Reading text:
※ ※ ※

As an old "lifer", I am inclined to defend the Marine Corps no matter what, and I mean to the grave! The recruiter had me hook, line and sinker from day one. I believe in executing orders, getting behind the mission, towing the company line, etc. Generally speaking, I am a solid, card-carrying cult member. I am all in.
To quote the great philosopher Austin Powers, “Having said that, I do have some thoughts”. There are questions that have never been answered. These issues have plagued leathernecks since 1775. They should at least go on the record as being legitimate grievances. They span a wide range.
Here are the top Marine Corps mysteries:
S-1, also known simply as Admin, closes their office one day a week for the entire afternoon for “training.” Yup. The hatch is closed, they are all in there, and the sign on the door says, “Closed for training.” Riddle me this: if you are always training, WHY IS MY PAY/AWARDS/SERVICE RECORD ALWAYS JACKED UP?! What kind of training are you doing back there? Knife-fighting? Computer-hacking? Bomb defusing? I know what you’re NOT doing. You’re not learning how to process awards, route leave requests or get my orders squared away. The one admin-type training I think you might be doing is scrutinizing Naval letter formatting so you can kick back my request. Honestly, if you were awesome at being an admin guy, we wouldn’t talk trash about you being a POG (well, not as much).
I read Medal of Honor citations about Corpsmen running into a hailstorm of bullets to treat a wounded Marine. I’ve heard they can treat a sucking chest wound with an MRE wrapper, give a tracheotomy with an ink pen and restore a drunk for PT with a couple of IV bags. However, in garrison, no matter what the injury or illness, the remedy is Motrin. Doc, seriously!? That’s all you got? Oh yeah, the other treatment prescribed is “drink water.” Maybe part of a Corpsman’s superpower is that his advanced medical training can only be activated by combat. Until the shooting starts, he is as capable as the guy manning the cash register at Walgreens. Doc, I had such high hopes.
The Marine Corps has this inexplicable rule in the mess hall. You can’t have two starches. What?! I was incredulous the first time I discovered this maxim. The paper-hatted authoritarian with tongs in his hand wasn’t budging. You may be a skinny, 19-year-old infantryman who just came back from a 12-mile hike, but you ain’t getting a scoop of instant mashed potatoes because you chose yakisoba. Yakisoba counts as your meat and your starch. Keep the chow line moving, boot. Maddening. You are burning a bazillion calories, you are 30 pounds under your max, but you ain’t getting any mac ‘n cheese. Go fill up at the salad bar (which consists of iceberg lettuce and French dressing). This is why I kept a “rat box” of MREs in my room. I should have joined the Air Force.

※ ※ ※

Dataset extract:
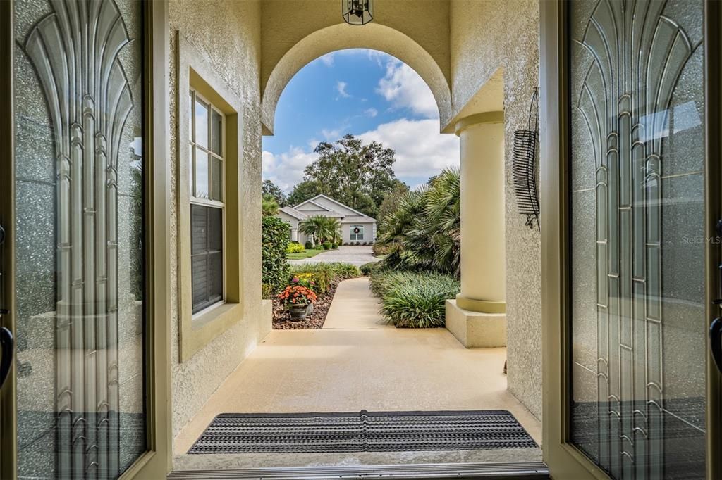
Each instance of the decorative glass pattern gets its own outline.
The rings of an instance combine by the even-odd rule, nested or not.
[[[570,5],[573,441],[703,477],[702,2]]]
[[[16,0],[20,478],[146,450],[142,6]]]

※ ※ ※

Exercise set:
**a.** According to the Marine Corps essay, what sign hangs on the S-1 office door when the office closes for the afternoon?
**b.** Using the Marine Corps essay, explain why the writer kept a "rat box" of MREs.
**c.** Reproduce the part of the Marine Corps essay between "Here are the" and "not as much).", inclusive.
The data above comes from a separate source unrelated to the text.

Task-by-task results:
**a.** "Closed for training."

**b.** The mess hall rule against taking two starches kept the writer from getting enough food, even after burning huge numbers of calories and weighing well under the maximum. The "rat box" of MREs made up for the meals the chow line would not provide.

**c.**
Here are the top Marine Corps mysteries:
S-1, also known simply as Admin, closes their office one day a week for the entire afternoon for “training.” Yup. The hatch is closed, they are all in there, and the sign on the door says, “Closed for training.” Riddle me this: if you are always training, WHY IS MY PAY/AWARDS/SERVICE RECORD ALWAYS JACKED UP?! What kind of training are you doing back there? Knife-fighting? Computer-hacking? Bomb defusing? I know what you’re NOT doing. You’re not learning how to process awards, route leave requests or get my orders squared away. The one admin-type training I think you might be doing is scrutinizing Naval letter formatting so you can kick back my request. Honestly, if you were awesome at being an admin guy, we wouldn’t talk trash about you being a POG (well, not as much).